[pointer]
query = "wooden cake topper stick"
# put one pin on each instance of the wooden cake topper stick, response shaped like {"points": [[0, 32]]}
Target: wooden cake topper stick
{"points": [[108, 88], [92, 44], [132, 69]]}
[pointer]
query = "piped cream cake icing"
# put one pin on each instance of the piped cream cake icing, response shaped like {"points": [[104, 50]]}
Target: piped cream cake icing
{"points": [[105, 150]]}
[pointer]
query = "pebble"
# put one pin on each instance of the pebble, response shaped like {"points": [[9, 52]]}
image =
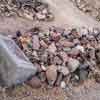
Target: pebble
{"points": [[51, 74], [36, 42], [73, 64], [57, 60], [66, 43], [81, 48], [52, 48], [59, 79], [43, 44], [63, 70], [63, 85], [35, 82]]}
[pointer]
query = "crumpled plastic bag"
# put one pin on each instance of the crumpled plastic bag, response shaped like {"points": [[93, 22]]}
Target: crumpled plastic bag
{"points": [[15, 67]]}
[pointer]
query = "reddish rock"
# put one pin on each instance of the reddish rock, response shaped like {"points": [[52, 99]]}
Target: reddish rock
{"points": [[34, 82], [51, 74], [64, 70], [74, 52], [55, 36], [57, 60], [64, 56], [42, 76], [39, 69], [73, 64], [59, 79], [66, 43], [52, 48], [36, 42], [43, 44]]}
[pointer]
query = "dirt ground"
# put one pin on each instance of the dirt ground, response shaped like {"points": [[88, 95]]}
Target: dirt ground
{"points": [[66, 16]]}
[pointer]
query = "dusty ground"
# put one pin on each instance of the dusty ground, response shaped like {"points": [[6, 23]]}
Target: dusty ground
{"points": [[66, 15]]}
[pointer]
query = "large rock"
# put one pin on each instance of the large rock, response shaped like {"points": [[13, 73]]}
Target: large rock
{"points": [[14, 65]]}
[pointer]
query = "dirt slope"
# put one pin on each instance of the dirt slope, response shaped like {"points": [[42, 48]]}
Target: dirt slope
{"points": [[66, 13]]}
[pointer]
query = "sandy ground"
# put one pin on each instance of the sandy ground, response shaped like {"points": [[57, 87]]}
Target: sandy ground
{"points": [[66, 16]]}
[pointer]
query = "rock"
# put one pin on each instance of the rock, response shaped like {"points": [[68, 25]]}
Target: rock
{"points": [[83, 74], [43, 67], [66, 43], [13, 63], [64, 56], [73, 64], [63, 85], [63, 70], [84, 31], [97, 77], [51, 74], [55, 36], [42, 76], [36, 42], [76, 41], [35, 82], [81, 48], [52, 48], [44, 57], [59, 79], [74, 52], [57, 60], [39, 69], [43, 44]]}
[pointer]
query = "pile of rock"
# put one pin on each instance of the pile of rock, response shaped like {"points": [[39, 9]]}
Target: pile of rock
{"points": [[30, 9], [91, 8], [61, 56]]}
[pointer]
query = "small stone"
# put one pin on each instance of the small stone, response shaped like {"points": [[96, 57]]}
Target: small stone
{"points": [[63, 70], [84, 31], [76, 41], [43, 67], [43, 44], [59, 79], [36, 42], [74, 52], [66, 43], [57, 60], [52, 48], [73, 64], [83, 74], [39, 69], [97, 77], [34, 82], [81, 48], [44, 57], [63, 85], [64, 56], [51, 74], [42, 76], [55, 36]]}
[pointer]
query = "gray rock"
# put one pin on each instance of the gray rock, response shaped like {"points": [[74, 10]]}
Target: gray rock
{"points": [[13, 63], [73, 64], [35, 82], [52, 48], [63, 70], [36, 42], [51, 74]]}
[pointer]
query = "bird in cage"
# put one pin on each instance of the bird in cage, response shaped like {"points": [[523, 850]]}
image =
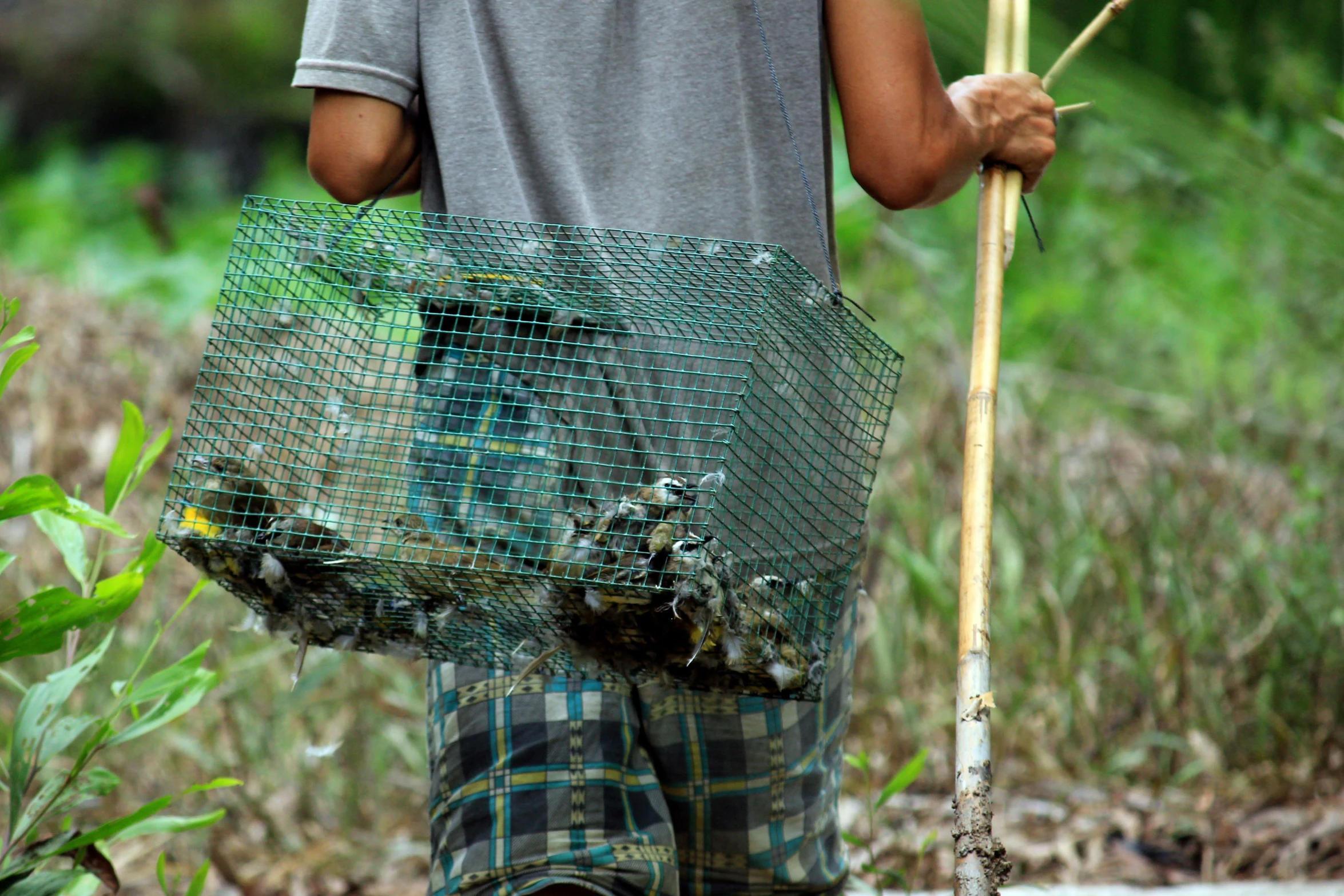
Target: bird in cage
{"points": [[230, 496], [631, 540], [770, 641], [301, 535], [414, 541]]}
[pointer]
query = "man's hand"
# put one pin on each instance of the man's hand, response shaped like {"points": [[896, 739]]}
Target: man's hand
{"points": [[913, 143], [356, 144], [1014, 116]]}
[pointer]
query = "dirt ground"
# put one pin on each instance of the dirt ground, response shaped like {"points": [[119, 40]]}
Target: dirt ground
{"points": [[61, 417]]}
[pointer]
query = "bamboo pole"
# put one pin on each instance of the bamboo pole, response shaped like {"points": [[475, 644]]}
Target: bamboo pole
{"points": [[1018, 61], [980, 859], [1081, 42], [981, 864]]}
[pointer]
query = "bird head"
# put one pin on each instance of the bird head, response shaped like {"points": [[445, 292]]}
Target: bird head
{"points": [[406, 523]]}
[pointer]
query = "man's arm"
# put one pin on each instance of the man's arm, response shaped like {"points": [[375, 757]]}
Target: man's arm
{"points": [[356, 144], [913, 143]]}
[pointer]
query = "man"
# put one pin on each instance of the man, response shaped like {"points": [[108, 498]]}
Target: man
{"points": [[656, 117]]}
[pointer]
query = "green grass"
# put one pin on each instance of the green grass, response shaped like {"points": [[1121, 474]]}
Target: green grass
{"points": [[1168, 601]]}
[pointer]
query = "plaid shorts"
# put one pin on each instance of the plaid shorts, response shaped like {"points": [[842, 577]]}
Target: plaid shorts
{"points": [[635, 789]]}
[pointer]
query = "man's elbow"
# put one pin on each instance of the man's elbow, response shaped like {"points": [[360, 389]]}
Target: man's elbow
{"points": [[347, 174], [897, 185]]}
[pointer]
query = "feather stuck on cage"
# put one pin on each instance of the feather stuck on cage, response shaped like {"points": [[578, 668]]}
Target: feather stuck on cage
{"points": [[498, 376]]}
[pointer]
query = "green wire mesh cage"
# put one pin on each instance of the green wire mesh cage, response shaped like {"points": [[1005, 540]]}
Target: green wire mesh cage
{"points": [[528, 447]]}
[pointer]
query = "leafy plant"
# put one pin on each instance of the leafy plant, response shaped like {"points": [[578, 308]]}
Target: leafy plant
{"points": [[53, 751], [905, 777]]}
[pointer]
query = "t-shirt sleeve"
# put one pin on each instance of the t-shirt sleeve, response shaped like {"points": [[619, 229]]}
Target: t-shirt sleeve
{"points": [[362, 46]]}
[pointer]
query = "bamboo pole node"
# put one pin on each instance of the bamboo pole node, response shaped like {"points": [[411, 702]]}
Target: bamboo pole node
{"points": [[981, 864], [1109, 13], [1072, 108]]}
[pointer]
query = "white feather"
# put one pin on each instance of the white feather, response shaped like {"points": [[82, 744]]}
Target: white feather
{"points": [[313, 751], [273, 571], [733, 649], [249, 622], [713, 480], [784, 676], [402, 651]]}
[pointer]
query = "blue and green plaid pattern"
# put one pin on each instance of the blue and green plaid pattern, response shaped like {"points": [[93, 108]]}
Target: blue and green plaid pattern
{"points": [[635, 789]]}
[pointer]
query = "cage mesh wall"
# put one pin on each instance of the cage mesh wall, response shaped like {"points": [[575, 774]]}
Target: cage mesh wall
{"points": [[523, 445]]}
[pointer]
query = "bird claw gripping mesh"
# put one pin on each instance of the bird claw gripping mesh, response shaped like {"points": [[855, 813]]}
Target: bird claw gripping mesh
{"points": [[531, 447]]}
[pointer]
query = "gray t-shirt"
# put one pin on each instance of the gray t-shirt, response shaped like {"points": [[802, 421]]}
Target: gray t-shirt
{"points": [[601, 113]]}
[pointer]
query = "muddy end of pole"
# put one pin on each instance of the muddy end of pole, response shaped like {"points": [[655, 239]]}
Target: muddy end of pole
{"points": [[983, 864]]}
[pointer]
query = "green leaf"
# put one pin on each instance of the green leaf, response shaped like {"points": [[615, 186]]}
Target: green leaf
{"points": [[35, 716], [38, 624], [86, 886], [117, 825], [92, 782], [168, 825], [81, 512], [13, 364], [62, 734], [123, 464], [45, 883], [902, 778], [148, 457], [198, 880], [178, 702], [67, 536], [26, 335], [117, 593], [31, 493], [213, 785], [166, 680]]}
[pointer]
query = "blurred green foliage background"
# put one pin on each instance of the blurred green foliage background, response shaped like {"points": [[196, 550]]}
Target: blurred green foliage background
{"points": [[1170, 540]]}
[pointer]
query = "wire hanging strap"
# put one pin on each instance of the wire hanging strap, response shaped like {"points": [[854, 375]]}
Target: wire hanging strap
{"points": [[797, 155]]}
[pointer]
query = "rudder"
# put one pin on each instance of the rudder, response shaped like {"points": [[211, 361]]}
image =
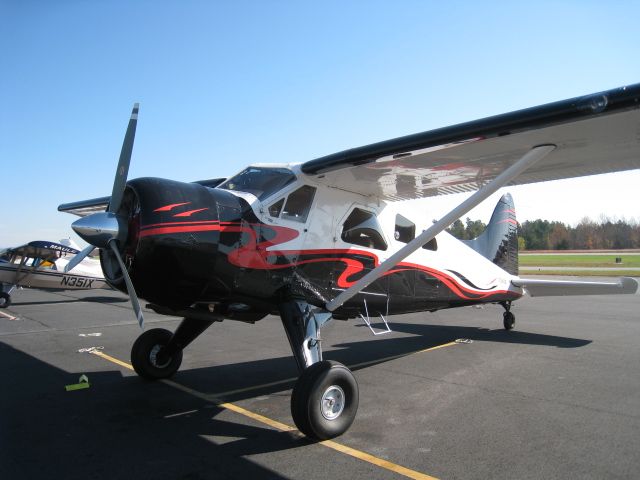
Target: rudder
{"points": [[499, 241]]}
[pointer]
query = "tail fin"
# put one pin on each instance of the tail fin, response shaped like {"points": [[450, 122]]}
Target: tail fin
{"points": [[499, 241]]}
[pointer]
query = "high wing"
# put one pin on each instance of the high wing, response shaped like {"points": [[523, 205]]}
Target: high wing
{"points": [[598, 133], [83, 208]]}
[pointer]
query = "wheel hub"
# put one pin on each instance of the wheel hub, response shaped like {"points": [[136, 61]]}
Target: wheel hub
{"points": [[332, 403], [153, 357]]}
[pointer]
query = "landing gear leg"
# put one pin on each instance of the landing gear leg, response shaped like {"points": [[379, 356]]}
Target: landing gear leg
{"points": [[508, 318], [5, 295], [157, 353], [5, 300], [324, 400]]}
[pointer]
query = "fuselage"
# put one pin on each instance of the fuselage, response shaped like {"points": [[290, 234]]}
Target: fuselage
{"points": [[273, 231]]}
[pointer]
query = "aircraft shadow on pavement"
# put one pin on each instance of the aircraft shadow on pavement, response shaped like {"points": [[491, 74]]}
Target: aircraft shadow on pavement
{"points": [[124, 427], [242, 380]]}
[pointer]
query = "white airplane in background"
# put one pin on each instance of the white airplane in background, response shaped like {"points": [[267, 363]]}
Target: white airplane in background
{"points": [[333, 238], [42, 264]]}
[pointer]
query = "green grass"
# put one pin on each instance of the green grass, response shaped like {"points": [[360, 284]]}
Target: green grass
{"points": [[578, 260], [583, 273]]}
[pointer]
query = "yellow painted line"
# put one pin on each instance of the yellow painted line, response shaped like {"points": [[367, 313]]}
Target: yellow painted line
{"points": [[10, 317], [401, 355], [393, 467], [352, 452], [112, 359]]}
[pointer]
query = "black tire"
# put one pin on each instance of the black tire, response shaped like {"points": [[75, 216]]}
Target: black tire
{"points": [[144, 351], [5, 300], [324, 400], [508, 320]]}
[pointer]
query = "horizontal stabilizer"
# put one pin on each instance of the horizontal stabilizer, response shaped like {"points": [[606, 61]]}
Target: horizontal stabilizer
{"points": [[549, 288]]}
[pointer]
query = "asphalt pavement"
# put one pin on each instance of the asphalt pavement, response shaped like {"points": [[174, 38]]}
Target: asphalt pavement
{"points": [[558, 397]]}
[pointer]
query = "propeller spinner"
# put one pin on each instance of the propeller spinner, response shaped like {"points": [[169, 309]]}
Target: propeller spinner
{"points": [[108, 230]]}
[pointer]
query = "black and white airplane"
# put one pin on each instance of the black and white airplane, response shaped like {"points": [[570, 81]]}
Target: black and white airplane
{"points": [[42, 264], [333, 238]]}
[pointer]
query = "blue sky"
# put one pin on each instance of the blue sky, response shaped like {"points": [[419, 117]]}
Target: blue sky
{"points": [[224, 84]]}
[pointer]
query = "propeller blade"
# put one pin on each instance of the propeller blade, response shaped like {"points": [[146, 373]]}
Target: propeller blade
{"points": [[78, 258], [120, 180], [132, 293]]}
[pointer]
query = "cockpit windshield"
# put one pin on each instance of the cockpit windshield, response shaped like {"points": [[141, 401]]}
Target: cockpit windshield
{"points": [[261, 182]]}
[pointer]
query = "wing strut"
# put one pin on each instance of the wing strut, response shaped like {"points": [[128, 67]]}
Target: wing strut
{"points": [[527, 160]]}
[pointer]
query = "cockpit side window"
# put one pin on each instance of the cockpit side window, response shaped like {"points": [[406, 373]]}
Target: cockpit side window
{"points": [[299, 204], [261, 182], [276, 208], [362, 228]]}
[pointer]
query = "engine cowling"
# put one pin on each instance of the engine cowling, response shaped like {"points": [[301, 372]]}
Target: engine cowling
{"points": [[172, 241]]}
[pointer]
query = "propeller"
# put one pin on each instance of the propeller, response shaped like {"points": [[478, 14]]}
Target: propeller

◆ **Problem statement**
Find every line of the material above that contains the word "propeller" and copy each of those lines.

◆ **Solution for this task**
query = "propeller spinner"
# put one pin on each instance of the propeller spinner, response shaped like {"points": [[169, 309]]}
Target: propeller spinner
query = "propeller blade"
# put one pin on each instance of the propeller blade, response shaped like {"points": [[146, 373]]}
Target: propeller blade
query = "propeller"
# put one pin on each instance of the propeller, response shaped like {"points": [[478, 14]]}
Target: propeller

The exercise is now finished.